— BEGIN Provided passage —
I’ve never read this one before, and I’ve kind of been dreading it. Teen/pre-teen literature has a very hit or miss history with the subject of depression. Most of the books either come across as preachy, and/or feature someone who attempts suicide and is saved at the last second. (As much as I love the California Diaries, they fell straight* into that trap.)
*No Ducky-is-gay pun intended, y’all.
Stacey notes that Robert’s been depressed for months and doesn’t seem to be getting any better. He hits every stereotype for depression, from pushing away friends to giving up previously loved activities. Stacey tries to fix him but finds she’s just dragging her own emotions down. Finally, she asks an adult for help, and gets told that she can’t handle Robert’s problems on her own. She urges him to seek help himself, and he does.
Interesting Tidbits
The cover. Robert looks like he’s about twenty. Also, I know depression is hard to draw, so to speak, but his emotionless, blank stare isn’t too terrible at expressing it.

I know I sorta made fun of the foreshadowing of this book in M#33, but I’m actually glad they did that. It allows Stacey a chance to point out that Robert has been down, out of sorts, and bored for at least three months at this point. (They keep describing him as being ‘bummed,’ which is making me picture Robert as a surfer for some reason.)
Claudia’s outfit is so bad, I have no words.
— END Provided passage —
— BEGIN Dataset extract —
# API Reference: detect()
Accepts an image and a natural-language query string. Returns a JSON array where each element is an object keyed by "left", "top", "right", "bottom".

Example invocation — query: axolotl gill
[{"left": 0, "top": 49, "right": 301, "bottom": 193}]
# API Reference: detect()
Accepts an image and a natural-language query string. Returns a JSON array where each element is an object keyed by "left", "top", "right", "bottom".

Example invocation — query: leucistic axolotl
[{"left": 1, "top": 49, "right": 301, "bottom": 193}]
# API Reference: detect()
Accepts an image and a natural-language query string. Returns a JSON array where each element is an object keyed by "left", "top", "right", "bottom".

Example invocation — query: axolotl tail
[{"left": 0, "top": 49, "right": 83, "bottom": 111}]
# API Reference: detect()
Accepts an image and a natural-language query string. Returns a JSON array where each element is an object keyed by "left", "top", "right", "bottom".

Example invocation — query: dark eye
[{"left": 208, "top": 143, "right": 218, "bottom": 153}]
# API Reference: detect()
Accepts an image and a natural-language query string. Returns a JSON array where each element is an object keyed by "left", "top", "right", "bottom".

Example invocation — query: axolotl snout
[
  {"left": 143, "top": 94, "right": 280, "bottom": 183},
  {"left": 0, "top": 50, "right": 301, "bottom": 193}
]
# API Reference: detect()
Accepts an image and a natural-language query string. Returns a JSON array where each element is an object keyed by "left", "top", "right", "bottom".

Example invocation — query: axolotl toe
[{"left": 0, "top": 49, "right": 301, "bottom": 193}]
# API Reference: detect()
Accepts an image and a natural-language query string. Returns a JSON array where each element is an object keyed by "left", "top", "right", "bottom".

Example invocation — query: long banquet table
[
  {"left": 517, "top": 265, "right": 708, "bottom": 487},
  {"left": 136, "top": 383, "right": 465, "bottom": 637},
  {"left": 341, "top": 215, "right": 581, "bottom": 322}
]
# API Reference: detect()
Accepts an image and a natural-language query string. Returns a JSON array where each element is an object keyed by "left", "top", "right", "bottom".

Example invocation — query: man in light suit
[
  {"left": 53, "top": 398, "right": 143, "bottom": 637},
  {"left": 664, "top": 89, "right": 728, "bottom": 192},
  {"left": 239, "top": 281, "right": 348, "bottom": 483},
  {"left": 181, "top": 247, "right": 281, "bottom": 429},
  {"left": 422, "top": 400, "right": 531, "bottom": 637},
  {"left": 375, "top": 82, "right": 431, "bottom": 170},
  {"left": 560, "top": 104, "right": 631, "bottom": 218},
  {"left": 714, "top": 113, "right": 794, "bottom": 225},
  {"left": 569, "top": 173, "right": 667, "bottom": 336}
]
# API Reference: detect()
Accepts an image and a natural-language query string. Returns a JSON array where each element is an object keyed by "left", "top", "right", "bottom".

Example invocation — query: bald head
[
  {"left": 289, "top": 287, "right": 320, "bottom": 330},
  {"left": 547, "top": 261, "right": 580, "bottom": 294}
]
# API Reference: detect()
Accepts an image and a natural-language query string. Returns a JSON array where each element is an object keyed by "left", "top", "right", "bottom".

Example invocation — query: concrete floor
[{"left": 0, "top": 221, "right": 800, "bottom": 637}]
— END Dataset extract —
= What you need to do =
1: According to the book review, for how long has Robert been down, out of sorts, and bored by this point?
2: Please carry on the book review from where it stops.

= Answers to the exercise =
1: At least three months.

2:
Stacey’s shocked when Claudia suggests Robert could be using drugs. I know from an article I recently read that AMM wanted the series to be more edgy but the publishers wouldn’t allow it. (She said she wanted all the BSC members to have a secret—MA’s mom was dead, Kristy’s dad took off, etc.—and she wanted Stacey’s dad to be in prison for embezzlement. When that was denied, she gave Stacey diabetes instead.) I think this is the closest that the BSC comes to someone having a drug problem in the series. There’s #87, where the ‘bad girls’ are drinking, and #74, where some of Kristy’s teammates smoke, but nobody tries pot that I can recall, or any other drugs.
When Robert says that he doesn’t see the point of everything, Stacey tries to force him. Because, you know, that works so well. He says life’s just the same old, same old. Be glad you figured that out at thirteen, kid. At the time, the baseball team (starring both Logan and Robert) is gearing up for ‘the big game,’ and Robert quits just days before the game. If that’s not a giant warning sign, I don’t know what is.
Seriously…Mr. and Mrs. Pike drop five of their kids—everyone but the triplets—plus all three Ramsey kids off at the strawberry picking place. They give Mal twenty dollars, but make no other instructions to the children (except, don’t eat too many…which Claire ignores. She throws up on Mal’s shoes.) It would have made more sense to find out approximately how much a ‘little green basket’ of berries costs and then tell them how many baskets they can pick. Instead, the kids go overboard, challenging each other over who’s going to pick the most, and throwing berries around. They end up picking thirty dollars in berries and needing extra money. No adult ever comments on the fact that Claire was eating as she’s picking or that the others are wasting berries, and you know they didn’t pay for the thrown/eaten berries.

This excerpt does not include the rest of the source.